*** INPUT RECORDS

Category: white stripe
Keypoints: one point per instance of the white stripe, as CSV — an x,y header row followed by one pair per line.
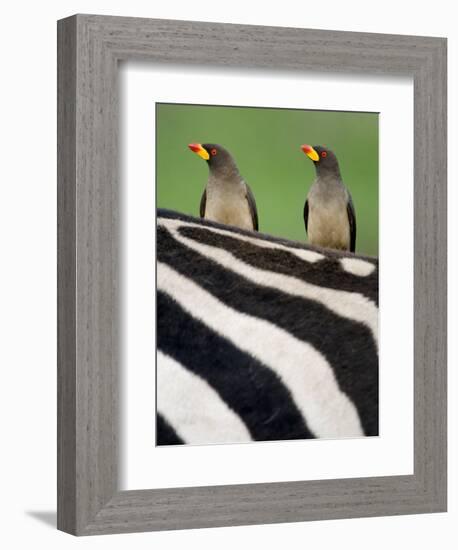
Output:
x,y
356,266
309,256
350,305
308,376
193,408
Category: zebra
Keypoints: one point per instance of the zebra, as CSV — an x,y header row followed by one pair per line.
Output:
x,y
261,338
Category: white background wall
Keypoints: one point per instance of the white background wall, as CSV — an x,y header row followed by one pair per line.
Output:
x,y
28,272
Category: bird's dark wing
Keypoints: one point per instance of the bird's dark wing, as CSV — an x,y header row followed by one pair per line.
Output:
x,y
352,222
306,215
252,207
203,202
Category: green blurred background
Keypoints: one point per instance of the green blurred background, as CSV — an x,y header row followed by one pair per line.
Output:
x,y
265,144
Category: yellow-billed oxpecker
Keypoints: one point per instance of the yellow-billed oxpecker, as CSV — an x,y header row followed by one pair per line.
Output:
x,y
226,198
329,215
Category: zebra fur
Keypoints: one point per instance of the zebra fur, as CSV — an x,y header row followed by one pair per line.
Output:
x,y
261,338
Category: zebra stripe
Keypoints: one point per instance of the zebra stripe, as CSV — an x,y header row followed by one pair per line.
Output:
x,y
302,369
249,388
284,338
345,303
165,434
190,403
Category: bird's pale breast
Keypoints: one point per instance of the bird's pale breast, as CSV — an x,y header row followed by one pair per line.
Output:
x,y
328,225
228,204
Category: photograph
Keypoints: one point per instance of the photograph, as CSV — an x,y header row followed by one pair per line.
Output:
x,y
267,274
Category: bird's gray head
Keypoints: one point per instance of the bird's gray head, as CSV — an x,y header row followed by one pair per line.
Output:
x,y
219,160
324,160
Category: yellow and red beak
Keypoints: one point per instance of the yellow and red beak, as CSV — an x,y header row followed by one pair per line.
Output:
x,y
310,152
199,150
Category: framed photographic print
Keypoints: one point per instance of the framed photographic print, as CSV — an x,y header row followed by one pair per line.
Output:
x,y
229,350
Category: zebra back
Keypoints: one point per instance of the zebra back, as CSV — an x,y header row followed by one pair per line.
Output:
x,y
260,338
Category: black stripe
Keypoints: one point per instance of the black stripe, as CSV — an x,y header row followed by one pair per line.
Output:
x,y
165,434
327,273
347,345
249,388
328,252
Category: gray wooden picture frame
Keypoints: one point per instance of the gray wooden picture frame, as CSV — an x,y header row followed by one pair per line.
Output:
x,y
89,49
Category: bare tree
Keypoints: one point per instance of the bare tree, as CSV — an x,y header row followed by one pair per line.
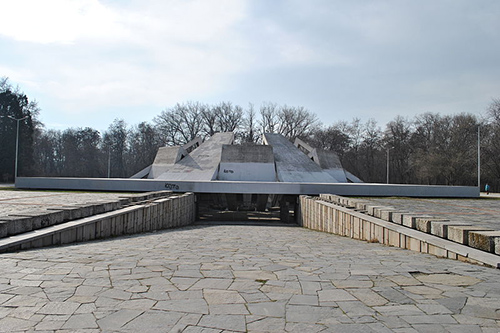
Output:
x,y
250,126
181,124
294,122
269,117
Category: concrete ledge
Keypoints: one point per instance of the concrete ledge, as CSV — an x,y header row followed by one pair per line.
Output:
x,y
485,240
16,224
156,215
308,188
328,217
460,233
425,224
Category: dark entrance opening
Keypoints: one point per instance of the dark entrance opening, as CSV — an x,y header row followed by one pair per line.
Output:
x,y
246,207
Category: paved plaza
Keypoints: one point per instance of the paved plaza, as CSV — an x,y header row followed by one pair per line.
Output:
x,y
224,277
258,278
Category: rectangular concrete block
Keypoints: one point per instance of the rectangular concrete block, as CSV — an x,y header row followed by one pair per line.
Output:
x,y
440,229
370,209
460,233
386,214
425,224
397,216
410,220
484,240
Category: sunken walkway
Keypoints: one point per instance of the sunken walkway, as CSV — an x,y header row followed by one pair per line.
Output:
x,y
234,278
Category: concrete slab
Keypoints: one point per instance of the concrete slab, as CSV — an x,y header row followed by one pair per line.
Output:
x,y
460,234
329,161
202,163
165,158
247,163
292,165
484,240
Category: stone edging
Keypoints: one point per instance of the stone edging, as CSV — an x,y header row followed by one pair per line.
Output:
x,y
169,212
347,217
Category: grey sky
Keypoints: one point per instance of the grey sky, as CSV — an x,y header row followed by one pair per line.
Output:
x,y
87,62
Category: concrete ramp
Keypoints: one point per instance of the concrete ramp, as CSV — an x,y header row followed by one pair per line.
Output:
x,y
330,163
292,165
165,159
202,163
247,163
352,178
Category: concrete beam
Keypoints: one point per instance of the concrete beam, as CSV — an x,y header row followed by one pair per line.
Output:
x,y
345,189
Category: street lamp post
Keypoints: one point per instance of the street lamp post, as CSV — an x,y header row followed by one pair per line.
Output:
x,y
479,157
387,165
17,142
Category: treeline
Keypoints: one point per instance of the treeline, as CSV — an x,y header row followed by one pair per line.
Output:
x,y
428,149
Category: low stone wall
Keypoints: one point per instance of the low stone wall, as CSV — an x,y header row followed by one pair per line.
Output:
x,y
163,213
17,224
344,217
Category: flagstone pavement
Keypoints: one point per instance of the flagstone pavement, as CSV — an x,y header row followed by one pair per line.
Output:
x,y
236,278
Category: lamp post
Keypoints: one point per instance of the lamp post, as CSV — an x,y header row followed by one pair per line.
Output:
x,y
17,141
479,157
387,165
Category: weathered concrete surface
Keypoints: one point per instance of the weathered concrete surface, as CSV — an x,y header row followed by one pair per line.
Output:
x,y
329,161
243,278
165,158
482,212
202,163
247,163
292,165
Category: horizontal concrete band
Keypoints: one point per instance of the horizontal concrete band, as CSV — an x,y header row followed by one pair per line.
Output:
x,y
475,236
15,224
350,189
329,217
171,212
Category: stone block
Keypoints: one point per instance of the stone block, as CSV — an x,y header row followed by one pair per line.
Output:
x,y
397,216
386,214
440,229
460,233
410,220
370,209
483,240
425,224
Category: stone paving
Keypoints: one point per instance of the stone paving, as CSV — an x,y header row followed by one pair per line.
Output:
x,y
236,278
482,212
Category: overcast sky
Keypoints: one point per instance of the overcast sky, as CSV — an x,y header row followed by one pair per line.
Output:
x,y
88,62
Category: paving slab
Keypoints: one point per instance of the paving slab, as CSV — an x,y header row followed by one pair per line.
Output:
x,y
279,278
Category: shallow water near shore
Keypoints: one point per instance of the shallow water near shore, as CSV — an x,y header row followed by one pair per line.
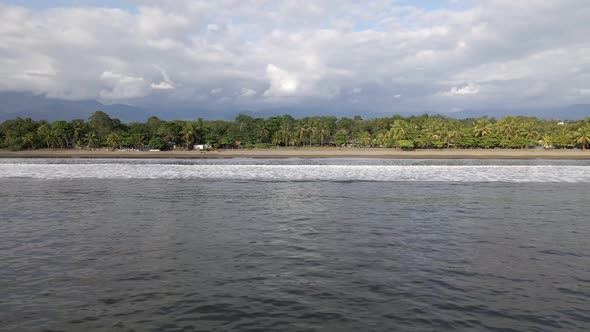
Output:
x,y
294,245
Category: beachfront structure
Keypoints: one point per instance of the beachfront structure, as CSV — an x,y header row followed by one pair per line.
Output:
x,y
201,147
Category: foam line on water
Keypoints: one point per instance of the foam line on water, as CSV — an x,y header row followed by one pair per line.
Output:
x,y
441,173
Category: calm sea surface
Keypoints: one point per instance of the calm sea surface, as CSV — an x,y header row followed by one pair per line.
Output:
x,y
294,245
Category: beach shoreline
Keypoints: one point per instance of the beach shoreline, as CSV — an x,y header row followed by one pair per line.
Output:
x,y
307,153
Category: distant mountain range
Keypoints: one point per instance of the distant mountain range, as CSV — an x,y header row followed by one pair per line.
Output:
x,y
39,107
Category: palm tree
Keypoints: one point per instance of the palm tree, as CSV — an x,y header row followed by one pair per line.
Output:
x,y
399,130
312,131
366,138
300,131
582,137
263,132
453,135
285,131
113,140
482,128
322,132
77,128
44,131
276,139
28,140
91,139
188,135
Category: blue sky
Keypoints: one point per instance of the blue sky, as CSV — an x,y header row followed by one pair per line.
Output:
x,y
380,55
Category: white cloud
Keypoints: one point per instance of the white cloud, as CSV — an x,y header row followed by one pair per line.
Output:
x,y
282,83
304,51
467,89
216,92
162,86
245,92
122,87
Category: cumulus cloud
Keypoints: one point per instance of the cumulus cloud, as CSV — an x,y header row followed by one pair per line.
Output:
x,y
245,92
467,89
282,83
122,87
332,50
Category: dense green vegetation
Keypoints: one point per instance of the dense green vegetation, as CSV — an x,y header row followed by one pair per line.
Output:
x,y
246,132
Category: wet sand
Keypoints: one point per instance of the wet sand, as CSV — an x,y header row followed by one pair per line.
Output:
x,y
309,153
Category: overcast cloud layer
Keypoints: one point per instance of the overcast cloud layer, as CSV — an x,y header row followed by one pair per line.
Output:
x,y
257,54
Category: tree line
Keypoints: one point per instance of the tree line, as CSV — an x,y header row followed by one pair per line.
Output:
x,y
424,131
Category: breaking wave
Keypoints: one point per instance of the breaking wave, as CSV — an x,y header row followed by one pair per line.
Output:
x,y
290,172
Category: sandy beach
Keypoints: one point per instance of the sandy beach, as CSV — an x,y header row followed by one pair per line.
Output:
x,y
309,153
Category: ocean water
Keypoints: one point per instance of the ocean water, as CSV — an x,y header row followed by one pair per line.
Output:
x,y
294,245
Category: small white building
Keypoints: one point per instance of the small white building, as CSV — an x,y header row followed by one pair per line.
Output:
x,y
201,147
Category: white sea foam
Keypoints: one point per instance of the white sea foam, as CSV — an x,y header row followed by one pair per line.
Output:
x,y
444,173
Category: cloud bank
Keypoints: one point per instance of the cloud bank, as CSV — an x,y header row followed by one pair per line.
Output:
x,y
381,55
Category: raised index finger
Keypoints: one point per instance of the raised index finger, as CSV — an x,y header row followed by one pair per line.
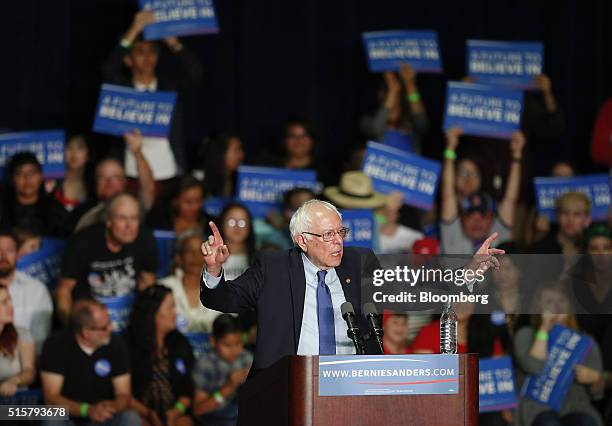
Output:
x,y
216,233
488,241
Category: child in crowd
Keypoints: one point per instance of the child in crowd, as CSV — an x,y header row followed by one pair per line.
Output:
x,y
219,374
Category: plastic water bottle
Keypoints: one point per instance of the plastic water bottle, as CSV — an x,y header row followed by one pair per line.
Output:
x,y
448,330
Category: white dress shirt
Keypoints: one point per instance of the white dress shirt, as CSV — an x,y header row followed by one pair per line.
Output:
x,y
309,334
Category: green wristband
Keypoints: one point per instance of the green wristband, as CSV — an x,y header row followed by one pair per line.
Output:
x,y
180,406
84,409
414,97
449,154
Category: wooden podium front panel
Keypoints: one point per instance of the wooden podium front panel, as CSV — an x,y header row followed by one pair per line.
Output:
x,y
287,393
389,410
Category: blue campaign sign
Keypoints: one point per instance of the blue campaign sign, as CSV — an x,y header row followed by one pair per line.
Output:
x,y
387,49
44,264
200,343
362,227
483,110
122,109
399,139
506,63
119,309
497,388
165,248
47,145
180,17
261,189
596,187
388,375
566,348
394,170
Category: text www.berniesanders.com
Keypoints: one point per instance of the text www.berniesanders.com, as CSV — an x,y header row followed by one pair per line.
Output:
x,y
396,372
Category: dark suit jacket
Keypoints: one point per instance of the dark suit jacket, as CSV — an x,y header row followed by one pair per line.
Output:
x,y
186,79
275,287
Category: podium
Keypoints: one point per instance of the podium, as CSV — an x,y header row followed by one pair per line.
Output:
x,y
287,393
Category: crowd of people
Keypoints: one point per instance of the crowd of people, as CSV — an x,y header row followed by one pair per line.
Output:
x,y
110,201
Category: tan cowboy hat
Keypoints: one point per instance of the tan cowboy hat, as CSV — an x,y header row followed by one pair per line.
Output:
x,y
355,192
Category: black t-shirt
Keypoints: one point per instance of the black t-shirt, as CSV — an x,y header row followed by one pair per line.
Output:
x,y
87,378
102,273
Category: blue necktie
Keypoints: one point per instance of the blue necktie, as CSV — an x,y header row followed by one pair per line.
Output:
x,y
325,316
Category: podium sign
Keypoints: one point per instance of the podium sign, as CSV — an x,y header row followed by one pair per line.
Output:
x,y
388,375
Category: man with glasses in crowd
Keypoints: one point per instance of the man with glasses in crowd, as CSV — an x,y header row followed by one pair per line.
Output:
x,y
297,293
86,368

******

WHAT THE EXERCISE ASKS: The answer must be the lines of the entries above, written out exactly from the first through the one with "Keypoints: one point per instance of the bird's dark", and no pictures.

THE ANSWER:
Category: white stripe
Keypoints: one point per instance of the white stripe, as CSV — an x,y header row followed by one pair per line.
Output:
x,y
356,266
309,256
350,305
308,376
193,408
Category: zebra
Keypoints: one point per instance of the zebra, as CSV — an x,y header row followed by one pair per line.
Output:
x,y
261,338
Category: white background wall
Keypoints: one point per instance of the white background wall, as CSV — an x,y header row followed by one pair per line.
Output:
x,y
28,272
Category: bird's dark wing
Keypoints: one point per instance of the bird's dark wing, as CSV — an x,y header row followed by one pair per line.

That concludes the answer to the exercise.